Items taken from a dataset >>
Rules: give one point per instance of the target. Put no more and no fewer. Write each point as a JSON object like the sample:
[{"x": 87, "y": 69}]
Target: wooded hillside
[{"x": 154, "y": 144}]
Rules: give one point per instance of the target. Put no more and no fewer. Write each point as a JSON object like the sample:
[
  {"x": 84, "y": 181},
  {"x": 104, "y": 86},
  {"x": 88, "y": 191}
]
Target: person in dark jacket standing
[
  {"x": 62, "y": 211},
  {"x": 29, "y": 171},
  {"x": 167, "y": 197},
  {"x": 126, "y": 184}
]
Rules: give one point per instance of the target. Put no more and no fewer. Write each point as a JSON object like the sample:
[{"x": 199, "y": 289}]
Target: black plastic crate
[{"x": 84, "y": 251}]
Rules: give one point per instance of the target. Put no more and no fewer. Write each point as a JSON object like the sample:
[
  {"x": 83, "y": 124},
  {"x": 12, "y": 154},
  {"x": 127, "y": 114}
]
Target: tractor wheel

Instructions to follow >>
Copy out every entry above word for word, keeping each line break and indentation unchanged.

Final result >>
Rules: give one point per instance of the target. Put no more and no fewer. Write each point as a JSON object like the sample:
[{"x": 87, "y": 69}]
Target: wooded hillside
[{"x": 154, "y": 144}]
Rules: give one point per instance of the target. Put no more and no fewer. Write each point as a JSON object like the sample:
[
  {"x": 84, "y": 181},
  {"x": 104, "y": 86},
  {"x": 88, "y": 191}
]
Target: person in dark jacket standing
[
  {"x": 62, "y": 211},
  {"x": 29, "y": 171},
  {"x": 167, "y": 197},
  {"x": 126, "y": 184}
]
Rules: give one point per instance of the target. Put no more and no fewer. Write each point as a JSON object like the sample:
[{"x": 199, "y": 289}]
Target: black plastic crate
[{"x": 84, "y": 251}]
Rules: give one point per instance of the target. Put no more and no fewer. Write each point as a JSON object like the sample:
[
  {"x": 83, "y": 124},
  {"x": 12, "y": 154},
  {"x": 127, "y": 114}
]
Target: tractor wheel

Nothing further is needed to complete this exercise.